Study text:
--
2) Find 90 minutes every other night to read.

     Bennett recommends sequestering more than 90 minutes, because if one will read something difficult for a total of 90 minutes, one has to allow for potential distractions. As mentioned earlier, one should chose something that stretches the mind, but it should also be an area of one's interest. Being a specialist in an area is a source of great joy.

     When just starting on the program, one shouldn't set too ambitious of a goal. If you are interested in philosophy, for example, don't try to tackle Kant straight off. Start with some introductory reviews, and then get to the more complex material once you've laid a foundation. Otherwise, you may find the reading too onerous and give up.

     As one is reading, one should be tuned in for anything that gives some indication of cause and effect relationships in the world. The ability to discern cause and effect in the world will go a long way to help alleviate the view that the world is somehow capricious or simply a series of accidents. In Bennett's words, understanding cause and effect will lead one to become "large headed and large hearted."

These first two steps are sufficient for the first three months. As time progresses, more time may be spent reading, or more days. Also, the difficulty of reading may be increased as one's mind becomes more trained. The next steps are really just advanced versions of these two basic steps.

3) Reflect on happiness, the direction of your life, what life is giving you, and the relationship between principles & conduct.

     Bennett asserts that happiness comes from development of reason and the adjustment of conduct to principles. Just what those principles are may come from reflection, or one's own background, or what have you. At any rate, use the reflecting time to dwell on your principles and determine whether or not your conduct is consistent with your principles. As time passes, use your reason to align your conduct with your principles, and you will find happiness. This is much more desirable than letting instinct guide actions, which is far more common.

     One may also expand the reflecting period beyond just the morning time to the evening, on the way home from work. This seems to me a good time to think about one's conduct during the day.

4) Suggested reading topics.

      If you are not sure what to read, Bennett offers some suggestions. His primary suggestion is poetry. From my own experience with poetry, I agree with Bennett. I especially like Kipling, Whitman, Frost, and Service. But poetry is taxing to the brain, and takes a fair bit of thought to understand what the poet is trying to say, which makes is more desirable for the task of expanding one's mind than prose.
--
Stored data
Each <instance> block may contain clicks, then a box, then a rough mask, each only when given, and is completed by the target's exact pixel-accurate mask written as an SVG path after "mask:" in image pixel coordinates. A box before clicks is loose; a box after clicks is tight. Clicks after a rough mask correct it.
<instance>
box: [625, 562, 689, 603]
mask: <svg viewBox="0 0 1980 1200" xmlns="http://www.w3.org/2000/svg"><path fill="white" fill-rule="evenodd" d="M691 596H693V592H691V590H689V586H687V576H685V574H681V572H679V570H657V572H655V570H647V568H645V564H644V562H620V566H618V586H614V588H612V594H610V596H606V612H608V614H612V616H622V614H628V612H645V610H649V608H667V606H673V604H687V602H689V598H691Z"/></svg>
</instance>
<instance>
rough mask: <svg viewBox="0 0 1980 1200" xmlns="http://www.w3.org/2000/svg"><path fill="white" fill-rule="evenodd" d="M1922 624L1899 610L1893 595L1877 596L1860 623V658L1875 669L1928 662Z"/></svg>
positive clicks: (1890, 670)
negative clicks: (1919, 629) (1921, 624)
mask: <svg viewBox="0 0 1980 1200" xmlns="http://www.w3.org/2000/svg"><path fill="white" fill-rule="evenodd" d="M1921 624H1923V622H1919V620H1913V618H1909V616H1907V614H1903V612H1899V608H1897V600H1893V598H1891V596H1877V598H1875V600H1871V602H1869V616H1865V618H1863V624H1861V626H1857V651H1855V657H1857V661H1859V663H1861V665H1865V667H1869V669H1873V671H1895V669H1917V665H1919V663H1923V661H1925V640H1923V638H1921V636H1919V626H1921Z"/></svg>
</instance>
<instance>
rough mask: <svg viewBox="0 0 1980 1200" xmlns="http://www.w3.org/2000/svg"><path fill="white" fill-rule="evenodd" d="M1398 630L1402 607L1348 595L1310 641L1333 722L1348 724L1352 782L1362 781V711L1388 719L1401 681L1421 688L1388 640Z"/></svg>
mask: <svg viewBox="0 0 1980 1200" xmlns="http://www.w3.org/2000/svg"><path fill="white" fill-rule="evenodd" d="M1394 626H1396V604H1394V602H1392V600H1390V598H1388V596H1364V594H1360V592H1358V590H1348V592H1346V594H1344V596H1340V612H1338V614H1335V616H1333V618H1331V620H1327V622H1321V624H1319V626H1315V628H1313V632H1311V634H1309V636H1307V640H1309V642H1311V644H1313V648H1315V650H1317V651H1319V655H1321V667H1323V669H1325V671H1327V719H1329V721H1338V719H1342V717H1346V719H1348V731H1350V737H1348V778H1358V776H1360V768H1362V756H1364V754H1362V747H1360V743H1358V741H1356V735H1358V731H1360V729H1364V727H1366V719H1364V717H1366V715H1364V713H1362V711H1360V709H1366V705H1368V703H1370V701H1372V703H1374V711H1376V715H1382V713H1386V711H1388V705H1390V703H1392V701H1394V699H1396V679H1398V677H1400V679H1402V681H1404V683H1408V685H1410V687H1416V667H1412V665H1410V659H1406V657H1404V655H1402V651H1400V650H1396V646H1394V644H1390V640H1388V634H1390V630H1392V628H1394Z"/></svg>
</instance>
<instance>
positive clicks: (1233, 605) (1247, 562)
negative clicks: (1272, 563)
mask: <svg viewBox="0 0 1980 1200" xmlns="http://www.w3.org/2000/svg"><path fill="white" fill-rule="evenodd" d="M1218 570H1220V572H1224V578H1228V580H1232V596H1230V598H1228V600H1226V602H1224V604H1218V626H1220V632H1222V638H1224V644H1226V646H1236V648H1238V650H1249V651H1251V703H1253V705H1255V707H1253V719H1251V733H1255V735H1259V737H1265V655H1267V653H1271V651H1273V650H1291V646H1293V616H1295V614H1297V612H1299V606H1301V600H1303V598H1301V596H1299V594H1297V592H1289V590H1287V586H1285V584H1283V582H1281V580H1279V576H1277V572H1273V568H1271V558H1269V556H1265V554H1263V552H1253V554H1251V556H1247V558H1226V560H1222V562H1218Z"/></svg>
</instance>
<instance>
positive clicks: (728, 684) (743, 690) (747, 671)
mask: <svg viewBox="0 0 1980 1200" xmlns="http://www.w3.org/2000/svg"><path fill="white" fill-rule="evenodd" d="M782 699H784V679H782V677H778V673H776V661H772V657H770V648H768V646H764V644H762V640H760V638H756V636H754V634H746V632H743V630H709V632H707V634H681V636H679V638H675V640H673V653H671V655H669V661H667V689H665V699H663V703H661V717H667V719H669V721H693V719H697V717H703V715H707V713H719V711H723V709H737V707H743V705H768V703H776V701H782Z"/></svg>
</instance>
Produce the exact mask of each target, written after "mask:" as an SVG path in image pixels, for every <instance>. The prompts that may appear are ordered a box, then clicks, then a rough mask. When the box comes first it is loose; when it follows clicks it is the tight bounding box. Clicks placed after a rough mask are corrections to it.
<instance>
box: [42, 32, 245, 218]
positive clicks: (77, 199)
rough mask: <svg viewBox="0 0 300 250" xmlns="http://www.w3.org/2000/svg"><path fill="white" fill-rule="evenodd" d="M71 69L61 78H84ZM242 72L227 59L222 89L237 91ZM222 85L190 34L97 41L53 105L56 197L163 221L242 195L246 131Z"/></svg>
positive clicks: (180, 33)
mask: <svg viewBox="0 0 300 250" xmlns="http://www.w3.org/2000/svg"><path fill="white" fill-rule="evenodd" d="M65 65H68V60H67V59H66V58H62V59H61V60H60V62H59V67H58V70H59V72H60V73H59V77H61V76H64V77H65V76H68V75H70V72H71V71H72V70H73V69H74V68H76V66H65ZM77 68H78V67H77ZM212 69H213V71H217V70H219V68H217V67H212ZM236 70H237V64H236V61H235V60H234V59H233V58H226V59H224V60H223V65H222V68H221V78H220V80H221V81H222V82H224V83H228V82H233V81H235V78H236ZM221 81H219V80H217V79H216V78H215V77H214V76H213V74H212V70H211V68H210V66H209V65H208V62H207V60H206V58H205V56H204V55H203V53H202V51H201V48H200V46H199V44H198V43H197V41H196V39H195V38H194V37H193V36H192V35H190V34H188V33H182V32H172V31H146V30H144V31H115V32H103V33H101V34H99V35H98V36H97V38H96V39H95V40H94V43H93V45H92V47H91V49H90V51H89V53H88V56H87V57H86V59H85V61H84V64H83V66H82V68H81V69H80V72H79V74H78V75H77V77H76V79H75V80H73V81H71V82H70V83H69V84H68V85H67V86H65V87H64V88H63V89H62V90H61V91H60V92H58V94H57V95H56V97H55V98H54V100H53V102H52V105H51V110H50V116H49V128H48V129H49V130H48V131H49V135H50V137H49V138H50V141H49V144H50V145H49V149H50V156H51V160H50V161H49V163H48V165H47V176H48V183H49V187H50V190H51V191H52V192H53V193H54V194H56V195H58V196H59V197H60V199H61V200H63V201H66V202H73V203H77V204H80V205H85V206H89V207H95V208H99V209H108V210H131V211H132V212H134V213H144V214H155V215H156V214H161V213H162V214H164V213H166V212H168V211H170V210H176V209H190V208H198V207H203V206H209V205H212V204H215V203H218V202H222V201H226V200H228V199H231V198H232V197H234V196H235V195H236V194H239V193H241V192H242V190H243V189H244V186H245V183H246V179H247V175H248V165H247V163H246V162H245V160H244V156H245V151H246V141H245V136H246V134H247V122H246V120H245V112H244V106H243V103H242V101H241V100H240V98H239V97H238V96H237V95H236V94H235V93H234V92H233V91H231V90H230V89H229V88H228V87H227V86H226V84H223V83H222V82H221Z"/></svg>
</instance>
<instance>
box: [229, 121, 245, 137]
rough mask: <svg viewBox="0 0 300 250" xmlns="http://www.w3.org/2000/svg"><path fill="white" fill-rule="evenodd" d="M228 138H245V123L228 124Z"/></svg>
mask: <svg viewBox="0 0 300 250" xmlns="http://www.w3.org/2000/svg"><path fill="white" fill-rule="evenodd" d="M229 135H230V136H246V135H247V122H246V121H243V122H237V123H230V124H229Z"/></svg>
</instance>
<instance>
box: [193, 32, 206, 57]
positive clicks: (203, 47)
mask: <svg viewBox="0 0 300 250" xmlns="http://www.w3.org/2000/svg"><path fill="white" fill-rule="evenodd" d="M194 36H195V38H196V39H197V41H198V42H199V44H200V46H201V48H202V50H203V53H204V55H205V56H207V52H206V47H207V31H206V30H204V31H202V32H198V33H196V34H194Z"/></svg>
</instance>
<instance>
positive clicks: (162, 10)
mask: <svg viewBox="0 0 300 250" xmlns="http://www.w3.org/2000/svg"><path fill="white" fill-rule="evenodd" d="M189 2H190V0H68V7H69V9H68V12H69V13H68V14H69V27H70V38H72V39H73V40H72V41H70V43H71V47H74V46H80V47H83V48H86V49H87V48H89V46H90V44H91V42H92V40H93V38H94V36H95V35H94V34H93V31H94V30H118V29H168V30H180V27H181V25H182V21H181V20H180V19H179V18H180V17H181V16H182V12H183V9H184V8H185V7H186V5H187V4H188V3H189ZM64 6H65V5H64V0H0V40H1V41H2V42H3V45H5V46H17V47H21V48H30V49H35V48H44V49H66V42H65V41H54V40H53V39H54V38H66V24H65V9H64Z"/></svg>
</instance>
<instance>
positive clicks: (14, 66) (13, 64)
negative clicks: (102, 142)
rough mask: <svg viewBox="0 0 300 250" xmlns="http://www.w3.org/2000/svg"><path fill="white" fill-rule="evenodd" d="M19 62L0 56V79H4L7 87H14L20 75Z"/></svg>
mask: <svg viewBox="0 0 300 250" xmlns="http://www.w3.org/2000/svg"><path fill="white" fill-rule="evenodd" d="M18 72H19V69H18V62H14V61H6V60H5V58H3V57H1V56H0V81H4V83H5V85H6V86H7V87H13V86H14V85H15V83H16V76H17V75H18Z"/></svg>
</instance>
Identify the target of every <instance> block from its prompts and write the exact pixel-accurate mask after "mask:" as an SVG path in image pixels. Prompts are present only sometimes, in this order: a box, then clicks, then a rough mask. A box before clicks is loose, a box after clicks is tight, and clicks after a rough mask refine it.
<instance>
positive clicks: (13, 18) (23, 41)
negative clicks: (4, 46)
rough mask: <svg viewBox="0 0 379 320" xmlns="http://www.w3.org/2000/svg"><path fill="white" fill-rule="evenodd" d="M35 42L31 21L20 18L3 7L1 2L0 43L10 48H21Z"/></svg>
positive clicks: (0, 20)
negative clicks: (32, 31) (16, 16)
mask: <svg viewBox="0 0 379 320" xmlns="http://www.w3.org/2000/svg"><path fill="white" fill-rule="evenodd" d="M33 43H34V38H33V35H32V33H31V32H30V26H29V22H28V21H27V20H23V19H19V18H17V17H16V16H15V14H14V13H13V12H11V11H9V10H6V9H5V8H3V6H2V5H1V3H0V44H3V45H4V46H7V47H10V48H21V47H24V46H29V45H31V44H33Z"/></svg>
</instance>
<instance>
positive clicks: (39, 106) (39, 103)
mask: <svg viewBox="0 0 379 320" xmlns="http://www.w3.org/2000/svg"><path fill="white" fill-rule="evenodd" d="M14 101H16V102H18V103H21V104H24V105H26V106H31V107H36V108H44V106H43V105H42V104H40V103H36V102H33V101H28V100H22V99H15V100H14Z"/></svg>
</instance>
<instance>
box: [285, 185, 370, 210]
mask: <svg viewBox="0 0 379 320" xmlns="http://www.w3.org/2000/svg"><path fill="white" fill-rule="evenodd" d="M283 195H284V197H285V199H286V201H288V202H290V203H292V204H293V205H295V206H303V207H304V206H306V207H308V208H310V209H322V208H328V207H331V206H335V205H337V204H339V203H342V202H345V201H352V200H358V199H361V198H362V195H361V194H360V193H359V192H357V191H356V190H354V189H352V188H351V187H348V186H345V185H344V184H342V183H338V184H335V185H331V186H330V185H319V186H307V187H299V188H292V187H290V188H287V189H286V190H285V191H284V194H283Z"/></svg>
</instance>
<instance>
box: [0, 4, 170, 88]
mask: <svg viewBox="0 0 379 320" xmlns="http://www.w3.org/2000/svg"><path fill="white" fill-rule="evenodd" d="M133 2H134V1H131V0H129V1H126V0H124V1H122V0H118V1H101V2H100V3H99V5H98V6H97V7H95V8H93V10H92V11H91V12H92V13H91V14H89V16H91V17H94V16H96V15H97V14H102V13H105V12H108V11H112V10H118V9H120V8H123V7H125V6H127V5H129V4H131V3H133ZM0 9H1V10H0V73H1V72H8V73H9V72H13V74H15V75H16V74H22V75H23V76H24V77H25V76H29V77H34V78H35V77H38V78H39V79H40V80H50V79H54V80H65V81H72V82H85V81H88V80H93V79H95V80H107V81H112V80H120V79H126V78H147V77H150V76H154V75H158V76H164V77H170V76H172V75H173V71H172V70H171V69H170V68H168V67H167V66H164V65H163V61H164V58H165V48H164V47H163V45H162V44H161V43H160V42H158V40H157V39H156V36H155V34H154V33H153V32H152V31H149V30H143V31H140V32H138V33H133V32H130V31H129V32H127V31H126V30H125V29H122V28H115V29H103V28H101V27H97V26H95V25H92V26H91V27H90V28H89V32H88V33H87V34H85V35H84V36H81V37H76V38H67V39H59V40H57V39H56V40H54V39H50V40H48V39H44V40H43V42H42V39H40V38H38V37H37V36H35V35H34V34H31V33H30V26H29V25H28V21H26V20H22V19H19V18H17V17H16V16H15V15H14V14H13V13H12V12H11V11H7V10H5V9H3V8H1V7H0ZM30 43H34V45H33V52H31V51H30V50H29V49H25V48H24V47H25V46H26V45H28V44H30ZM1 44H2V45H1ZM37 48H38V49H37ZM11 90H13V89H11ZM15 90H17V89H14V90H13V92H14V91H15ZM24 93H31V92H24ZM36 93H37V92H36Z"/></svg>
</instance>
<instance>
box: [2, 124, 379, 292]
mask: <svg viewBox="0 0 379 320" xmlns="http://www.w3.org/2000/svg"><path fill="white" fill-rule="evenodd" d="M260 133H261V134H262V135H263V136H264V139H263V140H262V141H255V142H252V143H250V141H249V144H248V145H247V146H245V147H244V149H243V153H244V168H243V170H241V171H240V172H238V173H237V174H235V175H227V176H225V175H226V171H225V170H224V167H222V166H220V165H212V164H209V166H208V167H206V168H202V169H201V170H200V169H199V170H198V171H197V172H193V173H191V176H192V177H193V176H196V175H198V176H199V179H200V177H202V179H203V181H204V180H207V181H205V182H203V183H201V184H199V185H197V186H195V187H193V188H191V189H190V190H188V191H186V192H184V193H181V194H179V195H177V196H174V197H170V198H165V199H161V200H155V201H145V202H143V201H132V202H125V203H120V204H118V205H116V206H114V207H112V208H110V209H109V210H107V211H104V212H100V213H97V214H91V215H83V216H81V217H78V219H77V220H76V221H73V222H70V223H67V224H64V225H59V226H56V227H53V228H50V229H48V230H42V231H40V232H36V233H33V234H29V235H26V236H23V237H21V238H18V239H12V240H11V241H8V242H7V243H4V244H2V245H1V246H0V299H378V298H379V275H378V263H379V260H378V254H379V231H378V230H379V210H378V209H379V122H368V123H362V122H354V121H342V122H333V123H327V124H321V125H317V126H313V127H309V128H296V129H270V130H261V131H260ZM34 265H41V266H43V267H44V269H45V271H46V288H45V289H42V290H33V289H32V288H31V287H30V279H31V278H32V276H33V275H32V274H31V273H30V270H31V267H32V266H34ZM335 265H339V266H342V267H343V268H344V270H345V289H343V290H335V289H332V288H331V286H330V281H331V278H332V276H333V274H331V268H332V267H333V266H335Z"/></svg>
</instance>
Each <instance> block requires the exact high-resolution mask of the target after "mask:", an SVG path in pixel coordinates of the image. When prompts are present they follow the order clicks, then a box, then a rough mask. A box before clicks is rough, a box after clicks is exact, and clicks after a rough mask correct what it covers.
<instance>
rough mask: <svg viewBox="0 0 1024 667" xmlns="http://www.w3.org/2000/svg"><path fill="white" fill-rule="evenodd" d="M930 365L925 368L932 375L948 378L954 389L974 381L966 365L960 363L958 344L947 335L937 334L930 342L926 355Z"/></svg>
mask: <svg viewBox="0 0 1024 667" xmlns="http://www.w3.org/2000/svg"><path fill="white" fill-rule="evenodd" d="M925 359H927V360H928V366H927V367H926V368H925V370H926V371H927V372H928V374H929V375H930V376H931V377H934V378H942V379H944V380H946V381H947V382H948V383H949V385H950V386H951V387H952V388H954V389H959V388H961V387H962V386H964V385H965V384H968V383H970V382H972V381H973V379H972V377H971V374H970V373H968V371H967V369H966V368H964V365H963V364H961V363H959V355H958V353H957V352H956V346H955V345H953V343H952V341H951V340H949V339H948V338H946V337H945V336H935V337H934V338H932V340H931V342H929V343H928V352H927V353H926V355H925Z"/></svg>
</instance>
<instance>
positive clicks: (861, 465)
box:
--
Problem requirements: According to the text on Bennett's self-improvement program, what is Bennett's primary suggestion for what to read? The material has nothing to do with the text.

Result for this task: Poetry.